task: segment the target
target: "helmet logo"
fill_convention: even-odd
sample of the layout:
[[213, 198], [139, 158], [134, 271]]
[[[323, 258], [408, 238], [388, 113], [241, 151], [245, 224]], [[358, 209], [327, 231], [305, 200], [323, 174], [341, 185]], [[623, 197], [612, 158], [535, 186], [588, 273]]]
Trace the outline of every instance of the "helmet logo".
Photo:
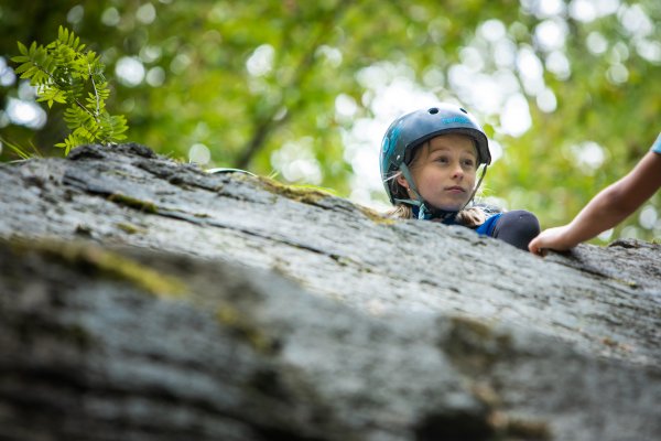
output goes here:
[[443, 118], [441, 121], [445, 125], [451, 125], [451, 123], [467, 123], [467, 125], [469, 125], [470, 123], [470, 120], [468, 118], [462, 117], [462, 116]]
..........
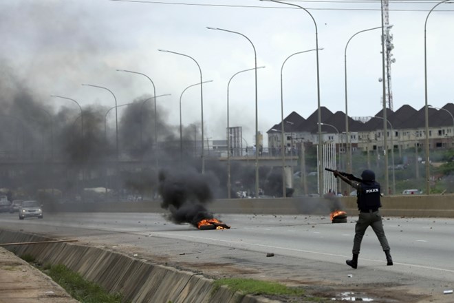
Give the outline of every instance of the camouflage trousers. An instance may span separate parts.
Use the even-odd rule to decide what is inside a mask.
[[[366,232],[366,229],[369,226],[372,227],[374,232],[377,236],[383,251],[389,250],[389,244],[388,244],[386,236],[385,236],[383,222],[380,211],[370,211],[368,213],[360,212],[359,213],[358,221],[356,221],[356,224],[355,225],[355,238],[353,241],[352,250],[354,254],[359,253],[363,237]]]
..........
**STATED EXERCISE**
Please reproduce the part of the records that opens with the line containing "task: segment the target" and closes with the line containing "117], [462, 116]]", swapping "Trace" for "Mark" and changing nothing else. Leave the pictures out of your answer.

**PROBLEM SOLUTION**
task: segment the target
target: "helmet logo"
fill_convention: even-odd
sample of the layout:
[[213, 198], [139, 158], [134, 271]]
[[[323, 258], [408, 238], [388, 113], [241, 151], [245, 224]], [[358, 209], [327, 231], [305, 200], [323, 174], [341, 185]], [[623, 197], [612, 158], [535, 186], [588, 273]]]
Mark the outline of every instance of the "helmet logo".
Photo:
output goes here:
[[443, 118], [441, 121], [445, 125], [451, 125], [451, 123], [467, 123], [467, 125], [469, 125], [470, 123], [470, 120], [468, 118], [462, 117], [462, 116]]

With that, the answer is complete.